Position identification listing:
···
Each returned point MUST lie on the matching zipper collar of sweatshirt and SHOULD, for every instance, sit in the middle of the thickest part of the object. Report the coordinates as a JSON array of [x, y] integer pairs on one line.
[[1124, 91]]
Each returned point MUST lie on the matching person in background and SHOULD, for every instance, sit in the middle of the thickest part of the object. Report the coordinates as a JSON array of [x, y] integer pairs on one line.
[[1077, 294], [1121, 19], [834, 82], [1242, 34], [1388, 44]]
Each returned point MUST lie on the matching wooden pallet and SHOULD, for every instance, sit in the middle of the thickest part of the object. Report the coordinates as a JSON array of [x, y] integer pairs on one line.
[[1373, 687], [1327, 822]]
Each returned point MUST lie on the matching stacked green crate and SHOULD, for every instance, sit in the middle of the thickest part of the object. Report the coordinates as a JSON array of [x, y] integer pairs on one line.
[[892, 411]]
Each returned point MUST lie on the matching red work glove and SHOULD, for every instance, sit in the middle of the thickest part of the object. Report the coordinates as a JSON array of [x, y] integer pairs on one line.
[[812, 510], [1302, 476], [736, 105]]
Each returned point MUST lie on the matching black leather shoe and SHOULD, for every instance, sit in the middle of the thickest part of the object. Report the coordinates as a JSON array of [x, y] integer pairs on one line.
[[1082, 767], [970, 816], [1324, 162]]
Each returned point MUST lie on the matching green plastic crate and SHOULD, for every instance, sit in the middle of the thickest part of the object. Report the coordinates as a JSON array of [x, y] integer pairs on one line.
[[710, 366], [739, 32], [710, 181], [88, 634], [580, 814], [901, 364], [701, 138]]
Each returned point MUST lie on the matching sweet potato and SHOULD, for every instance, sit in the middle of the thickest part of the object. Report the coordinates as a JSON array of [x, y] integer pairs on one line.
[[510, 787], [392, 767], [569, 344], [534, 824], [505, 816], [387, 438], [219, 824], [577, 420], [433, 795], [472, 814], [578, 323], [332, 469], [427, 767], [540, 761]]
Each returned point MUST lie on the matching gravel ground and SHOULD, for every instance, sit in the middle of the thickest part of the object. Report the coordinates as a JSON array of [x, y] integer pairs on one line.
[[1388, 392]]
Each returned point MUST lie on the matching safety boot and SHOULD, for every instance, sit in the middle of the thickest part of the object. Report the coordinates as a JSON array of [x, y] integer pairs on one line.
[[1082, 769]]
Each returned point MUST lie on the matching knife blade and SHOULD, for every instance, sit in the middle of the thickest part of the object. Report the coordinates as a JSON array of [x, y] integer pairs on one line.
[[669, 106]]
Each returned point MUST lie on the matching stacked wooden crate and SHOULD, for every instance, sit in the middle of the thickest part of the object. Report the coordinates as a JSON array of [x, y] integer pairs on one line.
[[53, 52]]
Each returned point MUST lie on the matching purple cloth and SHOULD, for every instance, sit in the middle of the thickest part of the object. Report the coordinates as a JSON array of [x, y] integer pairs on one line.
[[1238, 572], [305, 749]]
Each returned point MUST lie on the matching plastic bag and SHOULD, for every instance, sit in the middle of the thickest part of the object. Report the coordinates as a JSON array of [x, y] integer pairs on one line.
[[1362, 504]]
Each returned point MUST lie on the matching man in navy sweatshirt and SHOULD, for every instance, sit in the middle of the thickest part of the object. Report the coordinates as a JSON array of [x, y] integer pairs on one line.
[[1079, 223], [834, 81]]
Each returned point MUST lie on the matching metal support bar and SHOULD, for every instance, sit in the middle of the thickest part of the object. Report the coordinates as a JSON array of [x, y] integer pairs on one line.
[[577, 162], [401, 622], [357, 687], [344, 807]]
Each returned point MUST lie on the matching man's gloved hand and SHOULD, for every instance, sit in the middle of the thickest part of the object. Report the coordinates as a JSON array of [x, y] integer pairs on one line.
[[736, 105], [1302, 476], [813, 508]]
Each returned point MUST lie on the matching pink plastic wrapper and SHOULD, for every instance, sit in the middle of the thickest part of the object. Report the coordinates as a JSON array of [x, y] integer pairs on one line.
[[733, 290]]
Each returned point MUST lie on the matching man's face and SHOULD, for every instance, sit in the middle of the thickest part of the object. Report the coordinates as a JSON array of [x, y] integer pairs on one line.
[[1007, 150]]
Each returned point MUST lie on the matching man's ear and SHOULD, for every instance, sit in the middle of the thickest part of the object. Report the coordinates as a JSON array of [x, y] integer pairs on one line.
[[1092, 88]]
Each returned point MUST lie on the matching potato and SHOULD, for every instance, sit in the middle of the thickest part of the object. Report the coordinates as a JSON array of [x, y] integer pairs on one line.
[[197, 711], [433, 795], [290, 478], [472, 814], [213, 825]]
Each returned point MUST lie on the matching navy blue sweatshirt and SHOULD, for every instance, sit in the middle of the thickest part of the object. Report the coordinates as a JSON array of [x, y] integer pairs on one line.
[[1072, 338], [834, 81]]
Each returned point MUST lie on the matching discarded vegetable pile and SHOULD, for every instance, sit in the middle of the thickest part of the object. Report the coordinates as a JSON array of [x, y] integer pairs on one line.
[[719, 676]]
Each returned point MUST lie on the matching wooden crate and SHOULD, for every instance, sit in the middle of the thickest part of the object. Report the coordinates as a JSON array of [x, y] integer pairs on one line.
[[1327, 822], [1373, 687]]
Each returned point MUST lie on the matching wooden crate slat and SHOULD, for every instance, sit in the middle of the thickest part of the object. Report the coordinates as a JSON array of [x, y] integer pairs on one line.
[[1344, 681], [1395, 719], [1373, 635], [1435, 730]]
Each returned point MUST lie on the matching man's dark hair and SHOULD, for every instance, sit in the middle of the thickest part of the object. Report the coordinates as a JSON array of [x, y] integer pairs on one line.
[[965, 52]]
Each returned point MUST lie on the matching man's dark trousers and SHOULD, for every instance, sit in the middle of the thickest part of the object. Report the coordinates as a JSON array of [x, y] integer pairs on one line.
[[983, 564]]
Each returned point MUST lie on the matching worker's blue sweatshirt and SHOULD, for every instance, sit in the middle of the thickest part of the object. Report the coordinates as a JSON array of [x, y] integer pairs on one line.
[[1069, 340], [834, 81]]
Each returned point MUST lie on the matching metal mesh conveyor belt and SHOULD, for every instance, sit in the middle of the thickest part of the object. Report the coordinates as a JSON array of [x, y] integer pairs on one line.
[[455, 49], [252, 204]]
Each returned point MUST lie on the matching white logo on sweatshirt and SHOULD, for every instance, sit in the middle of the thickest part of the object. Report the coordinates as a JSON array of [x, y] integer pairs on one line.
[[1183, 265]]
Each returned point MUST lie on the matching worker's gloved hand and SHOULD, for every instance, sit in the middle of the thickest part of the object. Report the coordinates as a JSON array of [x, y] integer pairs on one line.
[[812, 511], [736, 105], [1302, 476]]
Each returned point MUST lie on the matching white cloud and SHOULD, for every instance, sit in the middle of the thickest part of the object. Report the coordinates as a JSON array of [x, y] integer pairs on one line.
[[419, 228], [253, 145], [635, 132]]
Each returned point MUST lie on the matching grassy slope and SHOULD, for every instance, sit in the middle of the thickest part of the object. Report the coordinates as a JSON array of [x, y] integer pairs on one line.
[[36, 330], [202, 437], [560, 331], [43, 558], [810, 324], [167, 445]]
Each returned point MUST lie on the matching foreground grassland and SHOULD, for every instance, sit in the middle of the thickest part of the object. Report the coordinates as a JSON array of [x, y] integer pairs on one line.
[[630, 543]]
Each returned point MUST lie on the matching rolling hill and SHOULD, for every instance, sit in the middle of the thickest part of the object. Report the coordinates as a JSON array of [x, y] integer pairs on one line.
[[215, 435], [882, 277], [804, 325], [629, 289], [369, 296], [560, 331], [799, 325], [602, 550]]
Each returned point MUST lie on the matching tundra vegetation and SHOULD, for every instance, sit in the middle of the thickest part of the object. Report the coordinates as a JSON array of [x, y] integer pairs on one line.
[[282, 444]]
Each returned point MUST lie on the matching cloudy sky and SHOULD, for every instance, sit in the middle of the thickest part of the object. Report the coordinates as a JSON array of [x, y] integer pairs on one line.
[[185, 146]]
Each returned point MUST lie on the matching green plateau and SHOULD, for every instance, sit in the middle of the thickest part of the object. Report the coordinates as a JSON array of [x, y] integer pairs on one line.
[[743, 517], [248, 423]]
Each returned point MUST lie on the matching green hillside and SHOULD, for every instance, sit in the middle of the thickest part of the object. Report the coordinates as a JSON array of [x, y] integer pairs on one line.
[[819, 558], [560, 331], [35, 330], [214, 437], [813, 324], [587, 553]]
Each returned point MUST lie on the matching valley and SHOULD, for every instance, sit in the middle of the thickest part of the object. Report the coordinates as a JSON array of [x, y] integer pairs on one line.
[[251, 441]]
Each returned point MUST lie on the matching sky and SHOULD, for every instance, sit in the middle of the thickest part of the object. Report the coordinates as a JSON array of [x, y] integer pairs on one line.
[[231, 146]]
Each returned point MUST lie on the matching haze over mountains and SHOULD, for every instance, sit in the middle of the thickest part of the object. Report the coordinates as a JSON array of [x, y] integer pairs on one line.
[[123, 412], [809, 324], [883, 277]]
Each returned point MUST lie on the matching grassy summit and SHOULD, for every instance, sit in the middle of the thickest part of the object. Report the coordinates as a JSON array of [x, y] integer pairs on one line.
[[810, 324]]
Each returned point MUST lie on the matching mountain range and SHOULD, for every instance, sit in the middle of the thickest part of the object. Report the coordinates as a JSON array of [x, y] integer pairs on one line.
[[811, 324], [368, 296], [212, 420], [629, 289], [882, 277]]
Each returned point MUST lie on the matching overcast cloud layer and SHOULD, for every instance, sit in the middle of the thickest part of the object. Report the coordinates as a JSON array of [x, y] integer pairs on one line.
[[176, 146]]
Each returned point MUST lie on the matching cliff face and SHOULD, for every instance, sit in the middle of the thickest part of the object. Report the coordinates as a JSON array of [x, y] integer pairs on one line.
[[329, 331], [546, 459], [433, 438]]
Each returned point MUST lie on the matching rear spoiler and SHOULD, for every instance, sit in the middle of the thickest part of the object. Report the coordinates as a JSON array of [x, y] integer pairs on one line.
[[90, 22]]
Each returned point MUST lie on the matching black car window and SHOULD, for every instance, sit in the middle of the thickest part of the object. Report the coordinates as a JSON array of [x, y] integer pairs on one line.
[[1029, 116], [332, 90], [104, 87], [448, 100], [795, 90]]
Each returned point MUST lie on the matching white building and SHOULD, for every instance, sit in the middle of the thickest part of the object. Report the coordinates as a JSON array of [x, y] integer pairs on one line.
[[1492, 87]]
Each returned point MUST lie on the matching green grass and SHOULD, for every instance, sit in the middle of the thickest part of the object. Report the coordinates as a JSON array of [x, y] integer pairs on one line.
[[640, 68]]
···
> [Do this]:
Rewrite the listing from its beginning through the line containing "[[1082, 767], [970, 816], [1324, 162]]", replacing "wooden pallet" with "plastic pallet" and leaving everything else unchanged.

> [Result for this task]:
Each returned point MUST lie on the matching zipper collar of sweatshirt and SHOULD, for every instance, sit in the middle of the thickest part of the object. Report the coordinates as a JSON array of [x, y] integer pairs on one line.
[[1124, 91]]
Each returned point MUST lie on the matching person in background and SHOULD, for every instance, sit in the middle of the thickest part of the object. Report the coordinates as a JSON array of [x, y] integer pairs on one line.
[[1077, 294], [1121, 19], [834, 82], [1242, 34], [1388, 44]]
Each returned point MUST lie on the matching plastic pallet and SHOULD, for every instance, sit in the middle of the thickest part of the object. Report the coordinates as a JSON array of [x, y] integer pairs on one line.
[[1373, 687], [1327, 822]]
Each returned point MUST lie on the matching stacked green crate and SHOULD, for every instance, sit in the middle of the thickest part of the object. Report the coordinates as a JSON array of [x, y] integer pairs on one line.
[[892, 411]]
Each returned point MUST lie on the matching red work glove and SHOULD, for every instance, sit in the middle of the thickest part of the object. Report the coordinates as a JSON array of [x, y] integer pairs on one line.
[[812, 510], [1302, 476], [736, 105]]
Each returned point MUST lie on the matching black leather shoe and SHOULD, for every instance, sit in the middle of the thickest part of the object. Report the coordinates as a JSON array of [x, y] integer pairs on one line.
[[1082, 767], [970, 816], [1324, 162]]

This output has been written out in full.